TEXTE SOURCE
-.-.-
Après des mois de résistance, le Portugal se résigne. Il en appelle à Bruxelles pour éviter la faillite. Le Premier ministre portugais José Socrates démissionnaire devrait annoncer dans les prochaines heures sa demande officielle d’aide financière à la Commission européenne. Il a expliqué que « sur fond d’instabilité politique, le pays ne pouvait plus se refinancer ». La pression est venue des banques privées portugaises qui ne peuvent plus acheter de dettes, ce qui met en péril leur propre refinancement et augmente leurs besoins de fonds propres. Le Portugal a réussi à placer un milliard d'euros sur les marchés, mais à un prix beaucoup trop élevé pour un Etat déjà surendetté et le pays doit rembourser quelque 9 milliards d'euros de dette avant la mi-juin. Une somme conséquente d’autant que les agences de notation financières ont dégradé la note du pays.
-.-.-
CONSIGNES
[a] Recopiez le passage du texte source qui va de "Après des mois" à "note du pays.".
[b] Quels noms propres apparaissent dans le texte source ? Citez chacun une seule fois.
La liste ne joue aucun rôle dans ce travail.
-.-.-
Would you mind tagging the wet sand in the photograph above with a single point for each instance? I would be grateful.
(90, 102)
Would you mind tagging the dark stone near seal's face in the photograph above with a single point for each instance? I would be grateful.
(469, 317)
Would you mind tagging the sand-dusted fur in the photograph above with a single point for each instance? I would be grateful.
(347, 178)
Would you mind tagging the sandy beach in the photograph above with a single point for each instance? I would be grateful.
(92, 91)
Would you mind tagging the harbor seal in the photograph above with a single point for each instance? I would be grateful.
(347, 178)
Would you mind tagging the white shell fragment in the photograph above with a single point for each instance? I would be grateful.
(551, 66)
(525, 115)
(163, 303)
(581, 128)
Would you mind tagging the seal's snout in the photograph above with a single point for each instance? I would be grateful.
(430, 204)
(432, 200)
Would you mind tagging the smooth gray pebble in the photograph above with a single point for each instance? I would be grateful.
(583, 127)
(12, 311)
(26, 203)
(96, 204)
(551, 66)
-.-.-
RÉPONSES
[a]
Après des mois de résistance, le Portugal se résigne. Il en appelle à Bruxelles pour éviter la faillite. Le Premier ministre portugais José Socrates démissionnaire devrait annoncer dans les prochaines heures sa demande officielle d’aide financière à la Commission européenne. Il a expliqué que « sur fond d’instabilité politique, le pays ne pouvait plus se refinancer ». La pression est venue des banques privées portugaises qui ne peuvent plus acheter de dettes, ce qui met en péril leur propre refinancement et augmente leurs besoins de fonds propres. Le Portugal a réussi à placer un milliard d'euros sur les marchés, mais à un prix beaucoup trop élevé pour un Etat déjà surendetté et le pays doit rembourser quelque 9 milliards d'euros de dette avant la mi-juin. Une somme conséquente d’autant que les agences de notation financières ont dégradé la note du pays.

[b] Portugal, Bruxelles, José Socrates, Commission européenne